Exercise requirements: From the line with "[(339, 319), (1035, 41), (1083, 584), (1153, 690)]" through the final line, transcribe the material below character for character; include no other lines.

──────

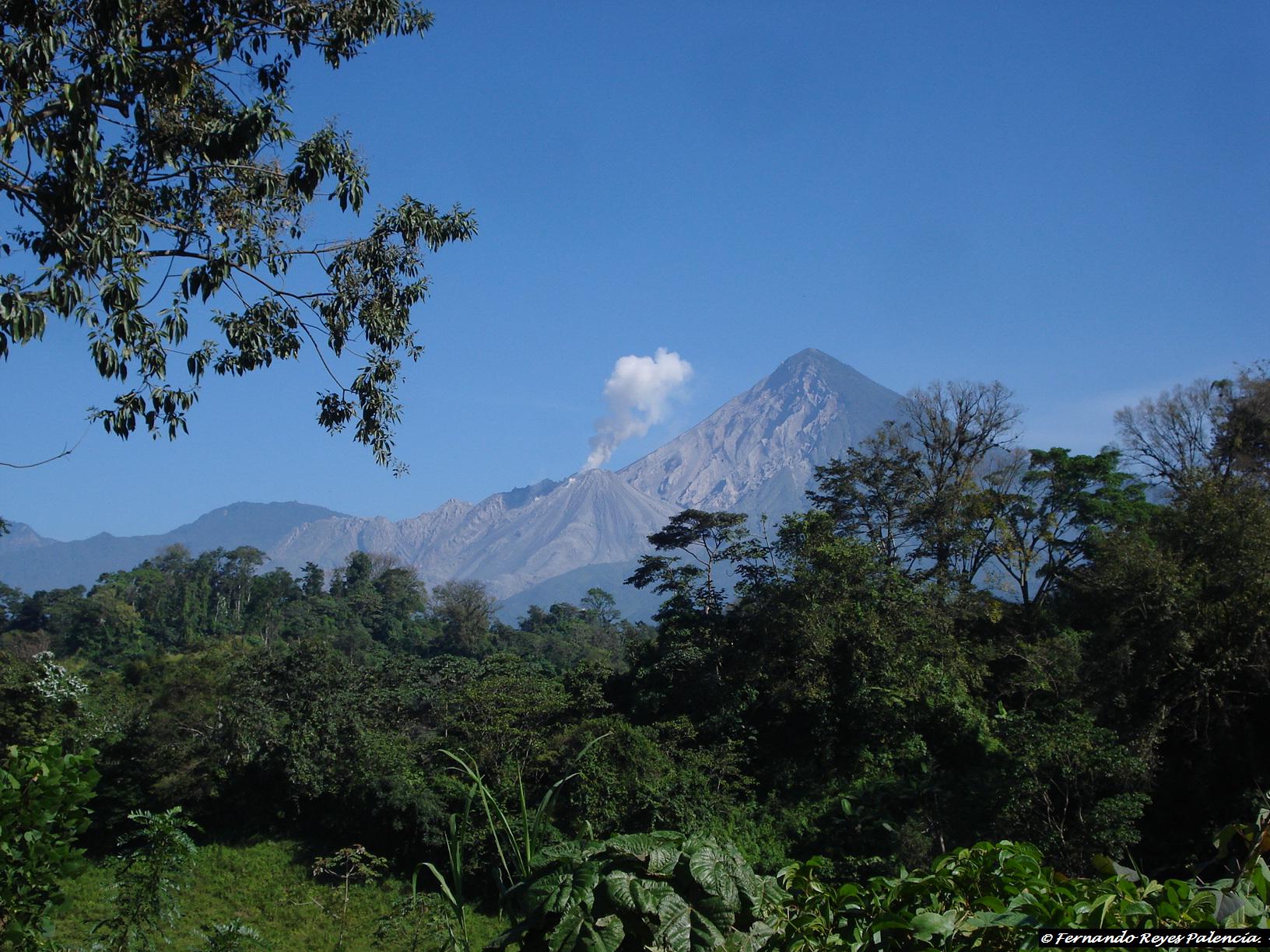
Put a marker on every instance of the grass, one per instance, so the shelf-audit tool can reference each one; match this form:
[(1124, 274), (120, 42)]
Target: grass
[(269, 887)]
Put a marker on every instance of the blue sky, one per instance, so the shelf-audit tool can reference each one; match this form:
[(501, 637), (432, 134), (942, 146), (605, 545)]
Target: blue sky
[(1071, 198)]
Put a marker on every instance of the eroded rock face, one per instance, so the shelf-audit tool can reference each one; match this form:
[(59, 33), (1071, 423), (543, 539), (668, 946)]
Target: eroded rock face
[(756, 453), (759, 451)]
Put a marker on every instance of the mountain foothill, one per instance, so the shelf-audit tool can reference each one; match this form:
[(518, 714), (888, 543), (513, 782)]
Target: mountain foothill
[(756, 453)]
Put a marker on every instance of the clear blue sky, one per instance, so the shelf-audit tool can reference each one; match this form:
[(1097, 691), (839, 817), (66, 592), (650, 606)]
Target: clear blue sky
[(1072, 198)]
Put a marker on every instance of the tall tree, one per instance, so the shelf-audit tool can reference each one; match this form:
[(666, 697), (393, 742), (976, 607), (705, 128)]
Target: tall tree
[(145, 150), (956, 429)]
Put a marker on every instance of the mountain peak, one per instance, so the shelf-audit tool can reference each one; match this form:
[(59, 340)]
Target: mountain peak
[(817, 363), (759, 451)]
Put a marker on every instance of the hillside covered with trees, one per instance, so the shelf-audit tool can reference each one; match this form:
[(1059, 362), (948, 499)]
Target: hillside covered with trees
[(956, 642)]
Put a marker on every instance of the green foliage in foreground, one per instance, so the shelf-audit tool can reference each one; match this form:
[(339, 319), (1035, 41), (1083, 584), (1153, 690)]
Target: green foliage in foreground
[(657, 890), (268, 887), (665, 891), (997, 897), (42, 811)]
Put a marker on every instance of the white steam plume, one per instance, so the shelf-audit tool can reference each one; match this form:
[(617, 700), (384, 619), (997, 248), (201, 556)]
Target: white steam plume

──────

Written solution:
[(339, 319), (1035, 41), (1083, 584), (1153, 690)]
Target: green foliage in foreground
[(657, 890), (268, 887), (665, 891), (997, 897), (42, 811)]
Put a marker on every instance of the white steam plume, one per instance, so the shelf-audit tool can reference each one; match this form:
[(617, 700), (384, 619), (997, 248), (201, 556)]
Target: white steam plume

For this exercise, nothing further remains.